(Records excerpted from a collection)
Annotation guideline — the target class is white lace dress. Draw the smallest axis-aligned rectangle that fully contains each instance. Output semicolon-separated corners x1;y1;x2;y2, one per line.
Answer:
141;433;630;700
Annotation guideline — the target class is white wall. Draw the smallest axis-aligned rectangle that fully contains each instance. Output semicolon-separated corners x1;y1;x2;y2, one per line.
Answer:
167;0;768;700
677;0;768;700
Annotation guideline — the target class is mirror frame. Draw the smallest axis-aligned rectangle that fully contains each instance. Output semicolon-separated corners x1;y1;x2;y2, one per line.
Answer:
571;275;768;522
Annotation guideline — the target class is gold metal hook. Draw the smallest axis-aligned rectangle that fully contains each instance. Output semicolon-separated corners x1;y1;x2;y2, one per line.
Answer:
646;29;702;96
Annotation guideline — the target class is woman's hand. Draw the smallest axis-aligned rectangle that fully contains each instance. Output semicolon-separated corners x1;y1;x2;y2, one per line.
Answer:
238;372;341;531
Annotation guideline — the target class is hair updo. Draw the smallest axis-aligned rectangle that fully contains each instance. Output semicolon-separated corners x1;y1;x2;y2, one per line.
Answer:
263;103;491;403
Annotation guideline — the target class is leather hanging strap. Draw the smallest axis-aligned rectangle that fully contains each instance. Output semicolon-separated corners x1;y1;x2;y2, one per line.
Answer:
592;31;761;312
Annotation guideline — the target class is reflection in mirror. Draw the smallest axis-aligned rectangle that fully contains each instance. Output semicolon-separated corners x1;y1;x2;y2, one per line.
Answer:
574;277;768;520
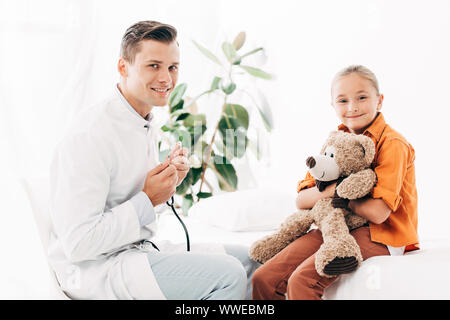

* _Task to carry out_: Convert every line of the records above into a Markdown table with two columns, Row and Line: number each line in order, skip any blank lines, and leave the pictures out.

* _Full output_:
| Row | Line |
|---|---|
| 1 | Annotation guideline — the target class is white lace dress. Draw the smallest axis-aligned rectangle that fully contains each instance. Output semicolon-separated corners x1;y1;x2;y2, one per line. |
| 2 | Answer: |
| 3 | 141;433;630;700 |
| 4 | Annotation guideline — the target class is white wall. Draw the smallest axis-aligned rectangle that fully contains each instance. Output semicolon-separated corners x1;y1;x2;y2, one per line. |
| 5 | Answer: |
| 6 | 167;0;768;700 |
| 7 | 677;0;768;700 |
| 8 | Annotation guideline — the target class is mirror frame. Draw the smallest axis-aligned rectangle that fully contains each instance. Output semicolon-separated corners x1;y1;x2;y2, one per line. |
| 9 | Answer: |
| 10 | 571;275;768;522 |
| 11 | Annotation guideline — the target class is gold metal hook. Draw the smallest axis-aligned rectangle that fully contains each instance. Output semicolon-separated corners x1;y1;x2;y2, one per line. |
| 12 | Answer: |
| 13 | 646;29;702;96 |
| 14 | Annotation guideline — the target class is woman's hand. Draw the smallest axis-aligned rectangle that fully contains each instance. Output semicolon-separated corners x1;y1;x2;y2, one per line. |
| 15 | Answer: |
| 16 | 238;372;341;531 |
| 17 | Annotation guideline — the target class is hair updo. Draw the smallest axis-aligned rectangle that fully contains each instance. Output semicolon-separated corners x1;y1;x2;y2, one per line. |
| 18 | Answer: |
| 19 | 263;103;491;403 |
| 20 | Annotation guideline — the target class is leather hanging strap. Draw the smallest axis-aligned rectangle that fully contains each instance. Output semicolon-separated corners x1;y1;x2;y2, one per line. |
| 21 | Answer: |
| 22 | 592;31;761;312 |
| 23 | Annotation guideline — the target class is reflection in mirror. Draw the smallest axis-aligned rectangle that fully contains each instance. Output semicolon-separated corners x1;y1;x2;y2, one per line. |
| 24 | Answer: |
| 25 | 574;277;768;520 |